To do.
An exact copy of every entry is what's needed, so please transcribe them all.

(Excerpts from a dataset)
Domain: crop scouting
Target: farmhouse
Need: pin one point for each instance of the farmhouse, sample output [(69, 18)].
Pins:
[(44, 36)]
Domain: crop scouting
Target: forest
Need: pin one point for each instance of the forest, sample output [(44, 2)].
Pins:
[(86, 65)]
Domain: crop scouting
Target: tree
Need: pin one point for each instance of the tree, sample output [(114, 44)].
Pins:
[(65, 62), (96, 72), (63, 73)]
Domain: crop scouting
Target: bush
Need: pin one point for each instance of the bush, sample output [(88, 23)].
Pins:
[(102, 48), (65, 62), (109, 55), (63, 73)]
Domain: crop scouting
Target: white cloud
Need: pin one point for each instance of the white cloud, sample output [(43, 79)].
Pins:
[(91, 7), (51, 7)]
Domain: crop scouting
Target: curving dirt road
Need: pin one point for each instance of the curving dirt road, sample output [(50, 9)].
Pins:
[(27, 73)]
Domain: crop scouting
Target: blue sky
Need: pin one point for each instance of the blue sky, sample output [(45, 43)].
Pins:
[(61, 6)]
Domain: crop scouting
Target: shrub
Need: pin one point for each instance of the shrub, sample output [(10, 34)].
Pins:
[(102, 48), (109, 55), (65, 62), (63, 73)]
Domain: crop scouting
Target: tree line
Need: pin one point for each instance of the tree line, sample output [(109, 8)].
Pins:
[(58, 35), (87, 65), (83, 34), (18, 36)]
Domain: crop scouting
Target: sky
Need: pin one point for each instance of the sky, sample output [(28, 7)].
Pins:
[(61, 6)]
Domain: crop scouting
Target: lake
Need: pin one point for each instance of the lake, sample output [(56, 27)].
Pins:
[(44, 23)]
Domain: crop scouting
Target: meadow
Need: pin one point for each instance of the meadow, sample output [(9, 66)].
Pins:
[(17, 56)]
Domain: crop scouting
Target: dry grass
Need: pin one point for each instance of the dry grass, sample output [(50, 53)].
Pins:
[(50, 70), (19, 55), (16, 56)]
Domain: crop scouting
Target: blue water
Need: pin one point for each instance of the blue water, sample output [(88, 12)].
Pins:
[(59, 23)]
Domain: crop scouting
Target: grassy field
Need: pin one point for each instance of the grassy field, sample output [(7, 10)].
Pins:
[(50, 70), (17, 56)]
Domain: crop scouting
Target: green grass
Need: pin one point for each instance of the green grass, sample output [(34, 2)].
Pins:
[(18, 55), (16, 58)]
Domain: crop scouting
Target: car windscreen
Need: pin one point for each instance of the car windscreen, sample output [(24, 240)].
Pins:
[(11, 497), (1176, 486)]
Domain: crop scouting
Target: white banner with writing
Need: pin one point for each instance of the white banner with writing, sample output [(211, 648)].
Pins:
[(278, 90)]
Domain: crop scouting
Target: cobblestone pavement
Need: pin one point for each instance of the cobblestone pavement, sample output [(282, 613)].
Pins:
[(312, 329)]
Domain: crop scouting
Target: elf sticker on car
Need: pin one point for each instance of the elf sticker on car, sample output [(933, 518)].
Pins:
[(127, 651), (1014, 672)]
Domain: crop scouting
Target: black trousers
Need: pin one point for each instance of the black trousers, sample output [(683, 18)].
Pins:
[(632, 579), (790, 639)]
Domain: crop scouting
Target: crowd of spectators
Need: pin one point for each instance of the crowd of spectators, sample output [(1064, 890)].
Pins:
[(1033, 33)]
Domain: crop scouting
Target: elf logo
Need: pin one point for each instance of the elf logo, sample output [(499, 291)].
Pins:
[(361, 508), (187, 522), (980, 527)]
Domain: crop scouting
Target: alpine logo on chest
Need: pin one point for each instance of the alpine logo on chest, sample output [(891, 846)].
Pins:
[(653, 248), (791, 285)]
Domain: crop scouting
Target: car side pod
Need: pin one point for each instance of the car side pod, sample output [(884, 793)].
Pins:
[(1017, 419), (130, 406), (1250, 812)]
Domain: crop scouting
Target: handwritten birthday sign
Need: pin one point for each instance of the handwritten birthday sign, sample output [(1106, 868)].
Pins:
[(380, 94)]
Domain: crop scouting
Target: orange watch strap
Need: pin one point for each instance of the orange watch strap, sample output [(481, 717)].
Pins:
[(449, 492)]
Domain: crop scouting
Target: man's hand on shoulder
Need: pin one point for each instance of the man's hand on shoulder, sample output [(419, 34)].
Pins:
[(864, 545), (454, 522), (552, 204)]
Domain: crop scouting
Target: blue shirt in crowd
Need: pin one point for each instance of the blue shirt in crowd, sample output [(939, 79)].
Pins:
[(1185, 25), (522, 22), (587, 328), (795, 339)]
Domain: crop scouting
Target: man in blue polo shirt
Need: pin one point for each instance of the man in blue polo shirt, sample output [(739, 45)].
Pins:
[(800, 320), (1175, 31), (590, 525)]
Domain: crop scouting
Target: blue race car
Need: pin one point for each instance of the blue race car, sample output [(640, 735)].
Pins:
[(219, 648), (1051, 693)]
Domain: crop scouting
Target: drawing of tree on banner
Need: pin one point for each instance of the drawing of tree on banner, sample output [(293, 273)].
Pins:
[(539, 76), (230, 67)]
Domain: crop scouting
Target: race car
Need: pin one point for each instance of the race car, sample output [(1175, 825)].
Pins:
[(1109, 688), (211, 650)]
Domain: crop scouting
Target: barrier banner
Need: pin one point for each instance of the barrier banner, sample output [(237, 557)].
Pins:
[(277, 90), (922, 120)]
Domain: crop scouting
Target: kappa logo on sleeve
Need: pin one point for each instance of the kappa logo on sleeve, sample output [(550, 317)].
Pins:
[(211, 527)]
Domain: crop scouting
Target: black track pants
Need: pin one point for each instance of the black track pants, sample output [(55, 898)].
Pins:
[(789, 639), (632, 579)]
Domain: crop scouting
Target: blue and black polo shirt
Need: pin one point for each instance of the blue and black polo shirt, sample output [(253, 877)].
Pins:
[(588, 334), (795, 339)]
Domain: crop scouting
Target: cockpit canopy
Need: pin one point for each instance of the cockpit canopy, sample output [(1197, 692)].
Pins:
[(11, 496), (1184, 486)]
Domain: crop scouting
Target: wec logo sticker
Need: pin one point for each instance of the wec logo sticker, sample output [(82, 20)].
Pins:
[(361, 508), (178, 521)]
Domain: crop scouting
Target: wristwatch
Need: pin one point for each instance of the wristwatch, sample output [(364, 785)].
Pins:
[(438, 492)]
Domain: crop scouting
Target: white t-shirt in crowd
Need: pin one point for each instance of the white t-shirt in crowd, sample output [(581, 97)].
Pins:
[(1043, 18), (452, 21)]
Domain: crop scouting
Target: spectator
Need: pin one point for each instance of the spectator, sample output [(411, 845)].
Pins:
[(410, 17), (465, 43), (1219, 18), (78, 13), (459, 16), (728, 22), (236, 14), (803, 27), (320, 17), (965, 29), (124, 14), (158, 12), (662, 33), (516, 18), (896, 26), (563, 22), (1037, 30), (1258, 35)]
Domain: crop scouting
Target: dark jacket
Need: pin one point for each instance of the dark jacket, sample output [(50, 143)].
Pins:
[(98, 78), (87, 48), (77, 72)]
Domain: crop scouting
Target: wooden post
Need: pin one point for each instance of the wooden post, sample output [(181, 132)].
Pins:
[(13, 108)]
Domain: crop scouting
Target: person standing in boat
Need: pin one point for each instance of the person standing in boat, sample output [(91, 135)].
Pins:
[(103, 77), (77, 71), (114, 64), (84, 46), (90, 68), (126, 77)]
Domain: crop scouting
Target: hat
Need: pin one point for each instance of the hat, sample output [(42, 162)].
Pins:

Solution for this problem.
Domain: crop scouting
Target: farmhouse
Need: pin one point for each instance of the farmhouse, sample output [(69, 18)].
Pins:
[(44, 36)]
Domain: crop scouting
Target: forest
Need: pin one point for each instance of the forest, sample output [(44, 2)].
Pins:
[(86, 65)]
Domain: crop scouting
Target: tree
Need: pin one point for each instance of the tree, sample output [(114, 44)].
Pins:
[(65, 62), (96, 72), (63, 73)]
Domain: crop scouting
Target: bush
Need: pin one point for each instance of the bush, sample output [(88, 23)].
Pins:
[(102, 48), (65, 62), (109, 55), (63, 73)]
Domain: crop scouting
Target: white cloud
Need: pin one point for each instance of the white cloud, sample output [(43, 79)].
Pins:
[(91, 7), (51, 7)]
Domain: crop scouting
Target: curving dirt road
Need: pin one point for each instance of the curving dirt road, sample output [(50, 9)].
Pins:
[(27, 73)]
Domain: crop scouting
Target: blue sky
Need: pin one point for each instance of the blue sky, sample output [(45, 43)].
Pins:
[(61, 6)]
Domain: crop scouting
Target: shrub
Need: pin one point for each instance of the shrub, sample output [(10, 34)].
Pins:
[(102, 48), (109, 55), (65, 62), (63, 73)]
Domain: crop scouting
Target: tree line
Need: pin one point for each instance of the tree line, sample output [(109, 8)].
Pins:
[(58, 35), (87, 65), (83, 34), (18, 36)]
Domain: crop scouting
Target: sky
Need: pin one point for each instance of the sky, sample output [(28, 7)].
Pins:
[(61, 6)]
Domain: crop scouting
Target: lake
Need: pin one point for each instance of the lake, sample output [(56, 27)].
Pins:
[(44, 23)]
Domain: crop scouting
Target: meadow
Need: pin one point for each instance of the meadow, sample output [(9, 66)].
Pins:
[(17, 56)]
Domain: crop scouting
Target: dry grass
Need: pin one point for each instance of the dry grass, sample output [(50, 53)].
Pins:
[(50, 70), (19, 55), (16, 56)]
Domain: crop scouting
Target: blue water
Need: pin one point for each instance of the blue water, sample output [(88, 12)].
Pins:
[(59, 23)]
Domain: crop scouting
Target: grassy field
Need: pin one point for each instance of the grassy field, sample output [(7, 10)].
Pins:
[(50, 70), (17, 56)]
Domain: crop scouting
Target: green grass
Need: pin one point for each instance of the green grass, sample output [(34, 2)].
Pins:
[(18, 55), (16, 58)]
Domain: crop scouting
Target: car windscreen
Need: pin one point for each instance of the car windscreen, sample output [(24, 240)].
Pins:
[(11, 497), (1176, 486)]
Domain: crop scouting
Target: white banner with writing
Need: pin one point for each instance of the white banner with writing, sample output [(211, 648)].
Pins:
[(278, 90)]
Domain: crop scouting
Target: cobblestone pavement
Need: pin one point for each instance of the cobblestone pavement, sample output [(282, 613)].
Pins:
[(312, 329)]
Domain: crop scouting
Target: elf sticker on car
Need: pin one point for each instance of the elf sticker on car, sample output [(933, 518)].
Pins:
[(127, 651), (1014, 672)]
Domain: crop scouting
Target: black trousers
Need: pin one point for each instance of the black trousers, sample output [(683, 18)].
Pins:
[(632, 579), (790, 639)]
Domain: crop scouting
Target: crowd of spectators
Need: pin one point for each instance of the crowd of spectators, sample output [(1064, 890)].
Pins:
[(1033, 33)]
Domain: crop scouting
Target: elf logo
Need: pin one point for each instance of the elf logo, sample output [(499, 291)].
Pins:
[(361, 508), (187, 522), (980, 527)]
Domain: crop scouting
Target: alpine logo on chest
Need: pin one point for each instance of the alpine logo on chest, sample output [(891, 846)].
Pins:
[(653, 248), (791, 285)]
Domain: crop scouting
Target: car side pod
Need: pin one point for each instance of the car side pod, sample output [(884, 793)].
Pins:
[(1017, 419), (130, 406), (1250, 812)]
Domain: crop scouting
Target: handwritten birthday sign
Need: pin one point for each instance of the handwritten birthday sign, sample output [(1106, 868)].
Pins:
[(380, 94)]
Domain: crop scouting
Target: orange watch strap
Need: pin one point for each instance of the orange watch strap, sample output [(481, 717)].
Pins:
[(449, 492)]
Domain: crop scouting
Target: man's hand on shoulder
Need: pin one point for each instance of the man's hand on shoulder, sample output [(419, 34)].
Pins:
[(864, 545), (454, 522), (552, 204)]
Domain: crop scouting
Target: blue shirt in crowd
Need: pin one point for each instance of the blue shirt in crowd, sample output [(939, 79)].
Pins:
[(1185, 25), (522, 22), (587, 328), (795, 339)]
Domain: crop scouting
Target: man in blue polo shirt
Need: pin one point for each instance of the man in blue polo shirt, sample output [(739, 45)].
Pins:
[(800, 320), (1175, 31), (590, 525)]
Domain: crop scouting
Target: blue race car
Need: pin one point for each instance of the blue race car, sample output [(640, 735)].
Pins:
[(219, 648), (1051, 693)]
Domain: crop scouting
Target: drawing of tree on banner
Need: pin one point for each instance of the drawing of tree on banner, sample output [(293, 273)].
Pins:
[(539, 76), (230, 67)]
Domain: crop scouting
Target: race car
Need: pin one point for each instance of the race car, sample output [(1175, 825)].
Pins:
[(1109, 688), (211, 650)]
Domain: crop scouting
Target: barrier banner
Need: pin one point for each instance of the barrier banner, sample output [(237, 557)].
Pins:
[(277, 90), (922, 120)]
Domain: crop scouting
Target: kappa logo on sleeve
Need: pin one point for each instance of the kappa logo on sleeve, sample output [(550, 317)].
Pins:
[(211, 527)]
Domain: crop scouting
Target: black track pants
Need: pin one point for each instance of the black track pants, sample output [(55, 898)].
Pins:
[(789, 639), (632, 579)]
Domain: crop scouting
Target: blue and black polo shirt
Need: pin one point for each instance of the blue and black polo shirt, sample output [(253, 877)].
Pins:
[(588, 334), (795, 339)]
Domain: crop scouting
Target: cockpit canopy
Need: pin one point for each instance of the cockpit canopy, sample output [(1197, 692)].
Pins:
[(11, 496), (1184, 486)]
Domain: crop scouting
Target: wec logo sticker
Need: pin one point for each instance of the wec logo sticker, sample output [(82, 20)].
Pins:
[(361, 508), (178, 521)]
Domain: crop scouting
Target: wristwatch
Need: pin one point for each instance of the wristwatch, sample output [(364, 785)].
Pins:
[(438, 492)]
Domain: crop scouting
Target: white t-shirt in crowd
Need: pin one point for each instance of the white t-shirt in crowd, sample output [(581, 97)].
Pins:
[(1043, 18), (452, 21)]
Domain: crop scouting
Target: spectator
Need: pin one point for each instance of the spectator, sample output [(411, 845)].
Pins:
[(410, 17), (465, 43), (1219, 18), (78, 13), (459, 16), (728, 22), (236, 14), (803, 27), (320, 17), (965, 29), (124, 14), (158, 12), (662, 33), (516, 18), (896, 26), (563, 22), (1037, 30), (1258, 35)]
Domain: crop scouting
Target: dark jacket
Need: pin one point for each instance of the dark jacket, sample output [(50, 143)].
Pins:
[(98, 78), (87, 48), (77, 72)]
Domain: crop scouting
Target: wooden post
Need: pin one point for each instance of the wooden post, sample output [(181, 132)].
Pins:
[(13, 108)]
Domain: crop scouting
Target: person standing in boat
Need: pin one point for each instance of the person standing in boat, sample output [(91, 135)].
Pins:
[(103, 77), (77, 71), (114, 64), (84, 46), (90, 68), (126, 77)]
Domain: crop scouting
Target: hat
Need: pin one point for each instance of the hat, sample output [(42, 162)].
Pins:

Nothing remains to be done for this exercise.